(Stored items)
──────────────────────────────

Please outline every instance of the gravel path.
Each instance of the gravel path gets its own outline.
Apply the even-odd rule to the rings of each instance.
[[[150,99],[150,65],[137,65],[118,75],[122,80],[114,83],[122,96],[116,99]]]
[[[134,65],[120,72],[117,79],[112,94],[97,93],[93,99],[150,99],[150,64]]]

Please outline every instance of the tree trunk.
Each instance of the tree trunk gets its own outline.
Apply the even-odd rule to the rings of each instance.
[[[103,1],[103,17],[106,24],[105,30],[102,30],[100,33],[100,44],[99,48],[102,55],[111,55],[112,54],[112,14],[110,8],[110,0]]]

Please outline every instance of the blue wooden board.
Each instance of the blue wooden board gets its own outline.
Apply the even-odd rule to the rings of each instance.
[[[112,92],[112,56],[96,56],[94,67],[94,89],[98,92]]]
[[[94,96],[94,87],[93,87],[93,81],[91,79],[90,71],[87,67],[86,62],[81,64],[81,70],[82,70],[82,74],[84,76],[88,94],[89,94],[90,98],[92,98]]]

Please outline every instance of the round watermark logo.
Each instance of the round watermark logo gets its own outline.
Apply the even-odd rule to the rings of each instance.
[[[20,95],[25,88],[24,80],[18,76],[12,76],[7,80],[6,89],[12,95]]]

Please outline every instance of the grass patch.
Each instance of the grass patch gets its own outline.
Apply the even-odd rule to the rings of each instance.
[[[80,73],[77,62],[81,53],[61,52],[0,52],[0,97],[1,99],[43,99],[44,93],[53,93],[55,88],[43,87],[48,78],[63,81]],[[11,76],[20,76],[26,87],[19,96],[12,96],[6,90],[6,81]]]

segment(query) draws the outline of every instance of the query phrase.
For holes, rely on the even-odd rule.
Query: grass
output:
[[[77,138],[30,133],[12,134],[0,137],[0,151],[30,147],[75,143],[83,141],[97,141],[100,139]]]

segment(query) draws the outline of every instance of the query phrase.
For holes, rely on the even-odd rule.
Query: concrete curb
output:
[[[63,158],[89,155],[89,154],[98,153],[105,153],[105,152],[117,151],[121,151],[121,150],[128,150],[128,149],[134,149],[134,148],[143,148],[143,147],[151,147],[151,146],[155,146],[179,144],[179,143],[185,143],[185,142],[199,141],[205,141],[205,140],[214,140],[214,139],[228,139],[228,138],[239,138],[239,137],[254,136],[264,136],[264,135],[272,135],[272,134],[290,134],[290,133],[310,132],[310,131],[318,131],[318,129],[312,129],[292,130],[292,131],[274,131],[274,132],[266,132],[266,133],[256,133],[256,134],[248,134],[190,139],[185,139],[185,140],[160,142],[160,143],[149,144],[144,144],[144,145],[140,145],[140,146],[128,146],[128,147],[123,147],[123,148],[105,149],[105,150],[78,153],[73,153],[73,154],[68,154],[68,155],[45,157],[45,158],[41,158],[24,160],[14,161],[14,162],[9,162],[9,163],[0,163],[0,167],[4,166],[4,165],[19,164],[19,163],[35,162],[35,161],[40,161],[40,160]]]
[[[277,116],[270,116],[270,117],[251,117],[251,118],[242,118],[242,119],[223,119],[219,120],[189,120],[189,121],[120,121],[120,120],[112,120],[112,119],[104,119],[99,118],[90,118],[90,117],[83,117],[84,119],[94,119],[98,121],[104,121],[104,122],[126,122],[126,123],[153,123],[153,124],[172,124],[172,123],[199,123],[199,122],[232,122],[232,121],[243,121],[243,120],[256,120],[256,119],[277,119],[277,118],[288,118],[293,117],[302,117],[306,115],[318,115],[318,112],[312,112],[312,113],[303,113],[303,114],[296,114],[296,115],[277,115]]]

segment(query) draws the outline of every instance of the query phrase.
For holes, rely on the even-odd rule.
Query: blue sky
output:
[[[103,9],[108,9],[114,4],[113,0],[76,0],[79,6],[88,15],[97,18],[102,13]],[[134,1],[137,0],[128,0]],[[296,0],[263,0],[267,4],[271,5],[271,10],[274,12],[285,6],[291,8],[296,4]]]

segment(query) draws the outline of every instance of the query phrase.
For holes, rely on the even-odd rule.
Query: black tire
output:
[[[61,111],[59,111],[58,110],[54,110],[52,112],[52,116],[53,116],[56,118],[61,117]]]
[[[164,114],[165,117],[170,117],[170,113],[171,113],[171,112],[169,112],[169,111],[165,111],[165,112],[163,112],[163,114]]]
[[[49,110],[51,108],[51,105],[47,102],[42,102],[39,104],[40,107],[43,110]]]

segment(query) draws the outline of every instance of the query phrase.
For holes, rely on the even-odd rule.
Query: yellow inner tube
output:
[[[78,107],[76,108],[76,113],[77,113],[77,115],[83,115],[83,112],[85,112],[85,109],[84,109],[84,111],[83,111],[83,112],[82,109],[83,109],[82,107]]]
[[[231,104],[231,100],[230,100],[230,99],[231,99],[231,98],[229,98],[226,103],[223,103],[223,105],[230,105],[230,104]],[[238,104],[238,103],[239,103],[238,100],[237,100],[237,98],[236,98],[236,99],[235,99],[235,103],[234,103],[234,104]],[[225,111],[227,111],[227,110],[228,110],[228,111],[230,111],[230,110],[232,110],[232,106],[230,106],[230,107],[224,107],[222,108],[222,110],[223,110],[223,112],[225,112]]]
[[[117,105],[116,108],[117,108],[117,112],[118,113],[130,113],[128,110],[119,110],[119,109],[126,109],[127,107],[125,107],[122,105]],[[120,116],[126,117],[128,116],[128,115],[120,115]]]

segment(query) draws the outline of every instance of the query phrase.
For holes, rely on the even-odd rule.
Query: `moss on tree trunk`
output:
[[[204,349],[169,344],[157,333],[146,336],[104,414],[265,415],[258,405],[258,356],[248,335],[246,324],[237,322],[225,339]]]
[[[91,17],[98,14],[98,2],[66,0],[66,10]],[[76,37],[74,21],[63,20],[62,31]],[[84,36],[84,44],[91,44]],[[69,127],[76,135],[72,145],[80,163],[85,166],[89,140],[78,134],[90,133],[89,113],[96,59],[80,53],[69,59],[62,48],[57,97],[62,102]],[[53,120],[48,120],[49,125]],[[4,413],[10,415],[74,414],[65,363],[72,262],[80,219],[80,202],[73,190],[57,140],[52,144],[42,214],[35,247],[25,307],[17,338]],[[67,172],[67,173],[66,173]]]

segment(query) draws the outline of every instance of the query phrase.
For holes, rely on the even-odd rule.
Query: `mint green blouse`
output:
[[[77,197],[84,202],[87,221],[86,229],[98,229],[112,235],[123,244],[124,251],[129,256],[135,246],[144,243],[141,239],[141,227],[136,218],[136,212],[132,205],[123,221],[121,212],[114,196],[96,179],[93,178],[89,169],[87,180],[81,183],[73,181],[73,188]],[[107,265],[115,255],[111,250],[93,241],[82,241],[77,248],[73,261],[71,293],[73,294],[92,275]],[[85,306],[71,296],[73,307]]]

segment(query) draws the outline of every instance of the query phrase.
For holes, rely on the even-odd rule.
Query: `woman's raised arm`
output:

──────────────────────────────

[Set task]
Copy out the whole listing exactly.

[Exercise solution]
Please outline every instance of the gravel path.
Each instance of the gravel path gets its own outline.
Apply the even-odd rule to the rings of each instance.
[[[150,99],[150,65],[137,65],[118,75],[122,80],[114,83],[122,96],[116,99]]]
[[[134,65],[120,72],[117,79],[112,94],[97,93],[93,99],[150,99],[150,64]]]

Please outline every instance of the tree trunk.
Each instance of the tree trunk gets its own outline.
Apply the even-odd rule to the rings of each instance.
[[[103,1],[103,17],[106,24],[105,30],[102,30],[100,33],[100,44],[99,48],[102,55],[111,55],[112,54],[112,14],[110,8],[110,0]]]

Please outline every instance of the blue wooden board.
Each instance of the blue wooden board gets its own outline.
Apply the even-odd rule to the rings of each instance.
[[[112,92],[112,56],[96,56],[94,67],[94,89],[98,92]]]
[[[94,96],[94,87],[93,87],[93,81],[91,79],[90,71],[87,67],[86,62],[81,64],[81,70],[82,70],[82,74],[84,76],[88,94],[89,94],[90,98],[92,98]]]

Please outline every instance of the round watermark logo.
Each instance of the round watermark logo gets its own outline.
Apply the even-odd rule to the rings of each instance.
[[[20,95],[25,88],[24,80],[18,76],[12,76],[7,80],[6,89],[12,95]]]

Please outline every instance of the grass patch.
Each instance of the grass patch gets its own outline.
Apply the even-odd rule to the rings of each instance.
[[[80,73],[77,62],[81,53],[61,52],[0,52],[0,97],[1,99],[43,99],[44,93],[53,93],[55,88],[43,87],[48,78],[63,81]],[[11,76],[20,76],[26,87],[19,96],[12,96],[6,90],[6,81]]]

segment(query) draws the outline of every instance of the query phrase.
For holes, rely on the even-odd rule.
Query: grass
output:
[[[77,138],[30,133],[12,134],[0,137],[0,151],[30,147],[75,143],[83,141],[97,141],[100,139]]]

segment(query) draws the outline of every instance of the query phrase.
For holes, rely on the even-odd rule.
Query: concrete curb
output:
[[[63,158],[89,155],[89,154],[98,153],[105,153],[105,152],[117,151],[121,151],[121,150],[128,150],[128,149],[134,149],[134,148],[143,148],[143,147],[151,147],[151,146],[155,146],[179,144],[179,143],[185,143],[185,142],[199,141],[205,141],[205,140],[214,140],[214,139],[228,139],[228,138],[239,138],[239,137],[254,136],[264,136],[264,135],[272,135],[272,134],[290,134],[290,133],[310,132],[310,131],[318,131],[318,129],[312,129],[292,130],[292,131],[274,131],[274,132],[266,132],[266,133],[256,133],[256,134],[248,134],[190,139],[185,139],[185,140],[160,142],[160,143],[149,144],[144,144],[144,145],[140,145],[140,146],[128,146],[128,147],[123,147],[123,148],[105,149],[105,150],[78,153],[73,153],[73,154],[68,154],[68,155],[45,157],[45,158],[41,158],[24,160],[14,161],[14,162],[9,162],[9,163],[0,163],[0,167],[4,166],[4,165],[19,164],[19,163],[35,162],[35,161],[40,161],[40,160]]]
[[[277,116],[270,116],[270,117],[251,117],[251,118],[242,118],[242,119],[223,119],[219,120],[189,120],[189,121],[120,121],[120,120],[112,120],[112,119],[104,119],[99,118],[90,118],[90,117],[83,117],[84,119],[94,119],[98,121],[104,121],[104,122],[126,122],[126,123],[153,123],[153,124],[172,124],[172,123],[199,123],[199,122],[232,122],[232,121],[243,121],[243,120],[256,120],[256,119],[277,119],[277,118],[288,118],[293,117],[302,117],[306,115],[318,115],[318,112],[312,112],[312,113],[303,113],[303,114],[296,114],[296,115],[277,115]]]

segment(query) draws the outline of every instance of the query phrase.
For holes, rely on the even-odd rule.
Query: blue sky
output:
[[[103,9],[108,9],[114,4],[113,0],[76,0],[79,6],[88,15],[97,18],[102,13]],[[134,1],[137,0],[128,0]],[[296,0],[263,0],[267,4],[271,5],[271,10],[274,12],[285,6],[291,8],[296,4]]]

segment(query) draws the outline of every instance of the query phrase.
For holes, rely on the even-odd rule.
Query: black tire
output:
[[[61,111],[59,111],[58,110],[54,110],[52,112],[52,116],[53,116],[56,118],[61,117]]]
[[[164,114],[165,117],[170,117],[170,113],[171,113],[171,112],[169,112],[169,111],[165,111],[165,112],[163,112],[163,114]]]
[[[49,110],[51,108],[51,105],[47,102],[42,102],[39,104],[40,107],[43,110]]]

segment(query) draws the outline of every instance of the query phrase.
For holes, rely on the even-odd rule.
Query: yellow inner tube
output:
[[[78,107],[76,108],[76,113],[77,113],[77,115],[83,115],[83,112],[85,112],[85,109],[84,109],[84,111],[83,111],[83,112],[82,109],[83,109],[82,107]]]
[[[231,104],[231,100],[230,100],[230,99],[231,99],[231,98],[229,98],[226,103],[223,103],[223,105],[230,105],[230,104]],[[238,104],[238,103],[239,103],[238,100],[237,100],[237,98],[236,98],[236,99],[235,99],[235,103],[234,103],[234,104]],[[225,111],[227,111],[227,110],[228,110],[228,111],[230,111],[230,110],[232,110],[232,106],[230,106],[230,107],[224,107],[222,108],[222,110],[223,110],[223,112],[225,112]]]
[[[117,105],[116,108],[117,108],[117,112],[118,113],[130,113],[128,110],[119,110],[119,109],[126,109],[127,107],[125,107],[122,105]],[[120,116],[126,117],[128,116],[128,115],[120,115]]]

segment(query) draws the outline of every instance of the query phrase.
For holes, rely on the even-odd rule.
Query: `moss on tree trunk`
output:
[[[204,349],[169,344],[157,333],[146,336],[104,414],[265,415],[258,405],[258,356],[248,335],[246,324],[237,322],[225,339]]]
[[[91,17],[98,14],[98,2],[66,0],[66,10]],[[76,37],[74,21],[63,20],[62,31]],[[84,36],[84,44],[91,44]],[[69,127],[76,135],[72,145],[80,163],[85,166],[89,140],[78,134],[90,133],[89,113],[96,59],[80,53],[69,59],[62,48],[57,97],[62,102]],[[53,120],[48,120],[49,125]],[[4,413],[10,415],[74,414],[65,363],[72,262],[80,219],[80,202],[73,190],[57,140],[52,144],[42,214],[35,247],[25,307],[17,338]],[[67,172],[67,173],[66,173]]]

segment(query) draws the outline of every instance of the query phrase.
For holes, rely on the even-odd rule.
Query: `mint green blouse`
output:
[[[77,197],[84,202],[87,221],[86,229],[98,229],[112,235],[123,244],[124,251],[129,256],[135,246],[144,243],[141,239],[141,227],[136,218],[136,212],[132,205],[123,221],[121,212],[114,196],[96,179],[93,178],[89,169],[87,180],[81,183],[73,181],[73,188]],[[107,265],[115,255],[111,250],[93,241],[82,241],[77,248],[73,261],[71,293],[73,294],[92,275]],[[85,306],[71,296],[73,307]]]

segment(query) draws the outline of every instance of the query phrase.
For holes, rely on the even-odd rule.
Query: `woman's raised arm`
output:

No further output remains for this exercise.